*** RECORDS SUPPLIED Section Begins ***
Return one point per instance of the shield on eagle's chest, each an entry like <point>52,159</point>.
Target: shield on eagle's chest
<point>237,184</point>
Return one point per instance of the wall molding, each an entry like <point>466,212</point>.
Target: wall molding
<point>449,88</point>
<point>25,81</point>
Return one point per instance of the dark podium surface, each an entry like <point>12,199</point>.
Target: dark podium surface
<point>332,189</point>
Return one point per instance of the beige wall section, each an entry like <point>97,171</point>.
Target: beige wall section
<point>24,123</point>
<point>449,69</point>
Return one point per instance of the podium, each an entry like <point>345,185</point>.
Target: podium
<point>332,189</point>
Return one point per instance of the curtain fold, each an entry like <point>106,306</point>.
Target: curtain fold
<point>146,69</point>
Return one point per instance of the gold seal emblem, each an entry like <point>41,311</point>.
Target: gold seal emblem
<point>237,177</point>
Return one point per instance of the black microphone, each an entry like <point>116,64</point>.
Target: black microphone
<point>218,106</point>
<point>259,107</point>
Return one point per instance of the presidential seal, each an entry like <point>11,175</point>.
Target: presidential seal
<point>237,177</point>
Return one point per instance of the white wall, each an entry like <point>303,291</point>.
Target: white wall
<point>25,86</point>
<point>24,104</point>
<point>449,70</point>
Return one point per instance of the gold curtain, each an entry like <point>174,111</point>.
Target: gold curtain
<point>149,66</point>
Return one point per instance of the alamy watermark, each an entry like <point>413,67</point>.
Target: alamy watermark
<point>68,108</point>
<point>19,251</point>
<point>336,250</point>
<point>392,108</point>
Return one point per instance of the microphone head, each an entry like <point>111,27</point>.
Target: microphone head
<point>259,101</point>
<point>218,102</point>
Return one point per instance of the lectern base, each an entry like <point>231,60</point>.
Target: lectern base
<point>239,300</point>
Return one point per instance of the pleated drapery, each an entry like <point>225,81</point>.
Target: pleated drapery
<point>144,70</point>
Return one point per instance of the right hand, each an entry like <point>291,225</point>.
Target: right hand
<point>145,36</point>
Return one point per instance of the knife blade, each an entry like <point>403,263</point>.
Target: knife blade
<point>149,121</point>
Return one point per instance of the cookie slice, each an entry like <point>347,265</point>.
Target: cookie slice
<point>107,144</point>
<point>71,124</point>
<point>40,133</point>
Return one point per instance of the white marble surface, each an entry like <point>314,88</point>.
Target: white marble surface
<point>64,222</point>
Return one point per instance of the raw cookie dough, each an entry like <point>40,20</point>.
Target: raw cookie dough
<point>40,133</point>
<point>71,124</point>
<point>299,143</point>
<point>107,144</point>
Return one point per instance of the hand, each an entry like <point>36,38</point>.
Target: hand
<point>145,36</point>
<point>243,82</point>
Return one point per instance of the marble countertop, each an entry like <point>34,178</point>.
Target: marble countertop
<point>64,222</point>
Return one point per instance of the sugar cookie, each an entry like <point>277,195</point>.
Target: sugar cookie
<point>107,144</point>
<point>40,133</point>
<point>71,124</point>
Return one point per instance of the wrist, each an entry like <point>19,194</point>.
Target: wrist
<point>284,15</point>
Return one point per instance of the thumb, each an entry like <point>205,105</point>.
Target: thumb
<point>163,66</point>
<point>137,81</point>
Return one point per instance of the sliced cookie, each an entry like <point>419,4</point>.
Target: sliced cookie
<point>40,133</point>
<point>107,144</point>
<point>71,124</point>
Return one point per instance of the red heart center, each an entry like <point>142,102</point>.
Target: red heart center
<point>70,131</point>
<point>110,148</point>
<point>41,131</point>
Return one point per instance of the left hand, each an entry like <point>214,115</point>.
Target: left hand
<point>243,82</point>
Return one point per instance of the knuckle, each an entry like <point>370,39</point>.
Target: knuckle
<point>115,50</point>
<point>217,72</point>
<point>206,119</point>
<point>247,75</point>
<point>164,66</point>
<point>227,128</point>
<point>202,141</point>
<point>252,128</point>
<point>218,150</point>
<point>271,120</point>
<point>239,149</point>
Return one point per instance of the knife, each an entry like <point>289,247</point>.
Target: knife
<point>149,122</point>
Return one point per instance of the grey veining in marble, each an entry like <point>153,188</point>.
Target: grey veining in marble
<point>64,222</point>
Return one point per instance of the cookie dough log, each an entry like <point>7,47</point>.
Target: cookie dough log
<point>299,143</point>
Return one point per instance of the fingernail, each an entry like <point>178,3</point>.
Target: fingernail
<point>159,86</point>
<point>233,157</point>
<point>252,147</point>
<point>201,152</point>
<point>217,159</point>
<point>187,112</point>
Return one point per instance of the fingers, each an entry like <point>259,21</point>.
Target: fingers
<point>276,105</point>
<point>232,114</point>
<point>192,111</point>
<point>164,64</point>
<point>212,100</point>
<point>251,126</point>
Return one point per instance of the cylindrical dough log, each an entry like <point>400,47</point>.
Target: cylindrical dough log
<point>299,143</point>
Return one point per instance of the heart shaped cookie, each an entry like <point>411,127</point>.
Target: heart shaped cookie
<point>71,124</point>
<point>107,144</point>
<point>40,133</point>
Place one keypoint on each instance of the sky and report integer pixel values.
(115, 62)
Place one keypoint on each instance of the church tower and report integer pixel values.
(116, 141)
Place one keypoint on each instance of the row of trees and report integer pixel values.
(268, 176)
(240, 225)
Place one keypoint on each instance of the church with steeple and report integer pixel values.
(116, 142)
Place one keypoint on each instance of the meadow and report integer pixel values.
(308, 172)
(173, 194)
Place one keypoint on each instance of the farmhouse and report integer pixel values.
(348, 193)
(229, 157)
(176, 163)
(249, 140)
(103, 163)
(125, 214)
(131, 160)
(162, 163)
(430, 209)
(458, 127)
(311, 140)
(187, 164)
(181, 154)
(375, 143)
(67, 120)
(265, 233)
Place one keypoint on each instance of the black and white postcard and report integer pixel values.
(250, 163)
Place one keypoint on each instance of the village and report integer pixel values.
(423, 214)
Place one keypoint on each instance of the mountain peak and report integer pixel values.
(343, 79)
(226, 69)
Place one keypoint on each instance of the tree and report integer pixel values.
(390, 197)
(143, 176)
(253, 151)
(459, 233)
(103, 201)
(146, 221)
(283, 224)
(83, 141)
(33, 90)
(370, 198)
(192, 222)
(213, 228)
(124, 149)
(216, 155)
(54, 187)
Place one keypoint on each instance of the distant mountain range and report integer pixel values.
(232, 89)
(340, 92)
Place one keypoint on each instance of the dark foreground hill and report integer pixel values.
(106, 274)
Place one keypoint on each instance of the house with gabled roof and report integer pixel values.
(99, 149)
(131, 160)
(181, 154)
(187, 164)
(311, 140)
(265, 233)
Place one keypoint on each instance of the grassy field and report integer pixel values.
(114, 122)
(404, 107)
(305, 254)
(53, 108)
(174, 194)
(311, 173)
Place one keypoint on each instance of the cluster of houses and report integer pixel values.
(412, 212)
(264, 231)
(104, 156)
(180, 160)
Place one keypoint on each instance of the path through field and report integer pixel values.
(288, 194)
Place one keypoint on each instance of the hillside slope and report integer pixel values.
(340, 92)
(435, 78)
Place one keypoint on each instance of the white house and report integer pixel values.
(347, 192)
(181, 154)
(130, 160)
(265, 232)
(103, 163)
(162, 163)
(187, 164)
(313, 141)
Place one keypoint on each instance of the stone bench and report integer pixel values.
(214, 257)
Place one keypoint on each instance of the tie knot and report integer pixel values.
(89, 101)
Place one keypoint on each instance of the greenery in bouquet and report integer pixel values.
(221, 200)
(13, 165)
*** RECORDS SUPPLIED Section Ends ***
Return each entry from above without altering a single character.

▶ _RESULT OF THIS EXERCISE_
Return one point per instance of the shield on eagle's chest, each an entry like <point>52,159</point>.
Target: shield on eagle's chest
<point>237,184</point>
Return one point per instance of the wall molding, each an entry like <point>466,212</point>.
Target: wall molding
<point>449,88</point>
<point>25,81</point>
Return one point per instance of the dark podium surface, each an entry like <point>12,199</point>.
Target: dark podium surface
<point>332,189</point>
Return one point per instance of the beige wall section, each an entry like <point>97,171</point>.
Target: beige wall section
<point>24,123</point>
<point>449,69</point>
Return one point per instance of the podium, each an entry like <point>345,185</point>.
Target: podium
<point>332,189</point>
Return one point per instance of the curtain fold, each an entry like <point>106,306</point>.
Target: curtain fold
<point>146,69</point>
Return one point per instance of the gold seal emblem, each an entry like <point>41,311</point>.
Target: gold seal emblem
<point>237,177</point>
Return one point per instance of the black microphone, each an entry like <point>116,64</point>.
Target: black microphone
<point>218,106</point>
<point>259,107</point>
Return one point per instance of the presidential seal, each an entry like <point>11,175</point>.
Target: presidential seal
<point>237,177</point>
Return one point per instance of the white wall, each an entry like <point>303,291</point>.
Target: white wall
<point>25,86</point>
<point>24,104</point>
<point>449,70</point>
Return one point per instance of the gold curtain, each an entry like <point>174,111</point>.
Target: gold curtain
<point>149,66</point>
Return one point per instance of the alamy watermark, each an entry like <point>413,67</point>.
Target: alamy watermark
<point>68,108</point>
<point>19,251</point>
<point>336,250</point>
<point>392,108</point>
Return one point per instance of the microphone head, each an entry like <point>111,27</point>.
Target: microphone head
<point>259,101</point>
<point>218,102</point>
Return one point per instance of the lectern base, each an entry like <point>231,60</point>.
Target: lectern base
<point>239,300</point>
Return one point per instance of the pleated drapery, each an entry like <point>225,81</point>.
Target: pleated drapery
<point>144,70</point>
Return one point per instance of the right hand, each an entry like <point>291,225</point>.
Target: right hand
<point>145,36</point>
Return one point per instance of the knife blade, each an entry like <point>403,263</point>.
Target: knife blade
<point>149,121</point>
Return one point per instance of the cookie slice, each an entry like <point>347,265</point>.
Target: cookie slice
<point>107,144</point>
<point>71,124</point>
<point>40,133</point>
Return one point per instance of the white marble surface, each an entry like <point>314,88</point>.
Target: white marble surface
<point>64,222</point>
Return one point per instance of the raw cookie dough, each an entry like <point>40,20</point>.
Target: raw cookie dough
<point>40,133</point>
<point>71,124</point>
<point>299,143</point>
<point>107,144</point>
Return one point per instance of the hand, each an entry like <point>36,38</point>.
Target: hand
<point>145,36</point>
<point>243,82</point>
Return one point per instance of the marble countertop, each an entry like <point>34,178</point>.
Target: marble countertop
<point>64,222</point>
Return one point per instance of the sugar cookie, each an entry like <point>277,195</point>.
Target: sugar cookie
<point>107,144</point>
<point>40,133</point>
<point>71,124</point>
Return one point per instance of the wrist, each an entry like <point>19,194</point>.
Target: wrist
<point>284,15</point>
Return one point per instance of the thumb, each an entry like <point>205,105</point>.
Target: thumb
<point>163,66</point>
<point>137,81</point>
Return one point per instance of the sliced cookie, each an entry like <point>419,4</point>.
Target: sliced cookie
<point>40,133</point>
<point>107,144</point>
<point>71,124</point>
Return one point per instance of the red heart center, each an entry like <point>142,102</point>.
Target: red heart center
<point>70,131</point>
<point>110,148</point>
<point>41,131</point>
Return one point per instance of the left hand, each an entry like <point>214,115</point>.
Target: left hand
<point>243,82</point>
Return one point per instance of the knuckle, each an entry like <point>370,39</point>.
Target: knuckle
<point>115,50</point>
<point>217,72</point>
<point>206,119</point>
<point>247,75</point>
<point>164,66</point>
<point>227,128</point>
<point>202,141</point>
<point>252,128</point>
<point>218,150</point>
<point>271,120</point>
<point>239,149</point>
Return one point per instance of the knife, each an entry like <point>289,247</point>.
Target: knife
<point>149,122</point>
Return one point per instance of the grey veining in marble, each an entry like <point>153,188</point>.
Target: grey veining in marble
<point>64,222</point>
Return one point per instance of the cookie dough log, each an entry like <point>7,47</point>.
Target: cookie dough log
<point>299,143</point>
Return one point per instance of the fingernail, each an entry like <point>178,3</point>.
Target: fingernail
<point>159,86</point>
<point>233,157</point>
<point>252,147</point>
<point>201,152</point>
<point>217,159</point>
<point>187,112</point>
Return one point per instance of the fingers, each an entry like <point>259,21</point>.
Target: fingers
<point>276,105</point>
<point>232,114</point>
<point>192,111</point>
<point>164,64</point>
<point>212,100</point>
<point>251,126</point>
Return one point per instance of the cylindrical dough log, each an entry like <point>400,47</point>.
Target: cylindrical dough log
<point>299,143</point>
Return one point per instance of the heart shaped cookie, each an entry like <point>411,127</point>.
Target: heart shaped cookie
<point>71,124</point>
<point>107,144</point>
<point>40,133</point>
Place one keypoint on each instance of the sky and report integer pixel values.
(115, 62)
Place one keypoint on each instance of the church tower and report integer pixel values.
(116, 141)
Place one keypoint on each instance of the row of trees and report integer pixel values.
(268, 176)
(240, 225)
Place one keypoint on each instance of the church with steeple and report integer pixel values.
(116, 142)
Place one keypoint on each instance of the meadow and report integer pixel values.
(308, 172)
(173, 194)
Place one keypoint on each instance of the farmhouse and report integer pixel values.
(348, 193)
(229, 157)
(176, 163)
(249, 140)
(103, 163)
(125, 214)
(131, 160)
(162, 163)
(430, 209)
(458, 127)
(311, 140)
(187, 164)
(181, 154)
(375, 143)
(67, 120)
(265, 233)
Place one keypoint on each instance of the black and white postcard and report integer pixel values.
(250, 163)
Place one keypoint on each instance of the village and report integer pixel values.
(423, 214)
Place one keypoint on each instance of the mountain peak and report integer pixel values.
(343, 79)
(226, 69)
Place one keypoint on each instance of the tree and report integer pixel values.
(390, 197)
(143, 176)
(253, 151)
(459, 233)
(103, 201)
(146, 221)
(283, 224)
(83, 141)
(33, 90)
(370, 198)
(192, 222)
(213, 228)
(124, 149)
(216, 155)
(54, 187)
Place one keypoint on each instance of the distant mountain range and report integer pixel values.
(232, 89)
(340, 92)
Place one keypoint on each instance of the dark foreground hill and report integer pixel values.
(106, 274)
Place one keypoint on each instance of the house with gabled roof and report integer pixel values.
(99, 149)
(131, 160)
(181, 154)
(187, 164)
(311, 140)
(265, 233)
Place one keypoint on each instance of the grassy field and report integer pixel values.
(114, 122)
(404, 107)
(305, 254)
(53, 108)
(174, 194)
(311, 173)
Place one keypoint on each instance of the cluster of houses and report integer pixel values.
(412, 212)
(264, 231)
(104, 156)
(180, 160)
Place one keypoint on each instance of the path through field and report integer pixel values.
(288, 194)
Place one keypoint on each instance of the hillside slope and report integer pixel values.
(340, 92)
(435, 78)
Place one keypoint on each instance of the white house and report integer pixel values.
(347, 192)
(181, 154)
(130, 160)
(265, 232)
(103, 163)
(162, 163)
(187, 164)
(313, 141)
Place one keypoint on each instance of the stone bench and report integer pixel values.
(214, 257)
Place one keypoint on each instance of the tie knot and report integer pixel values.
(89, 101)
Place one keypoint on each instance of the greenery in bouquet and report integer pixel values.
(221, 200)
(13, 165)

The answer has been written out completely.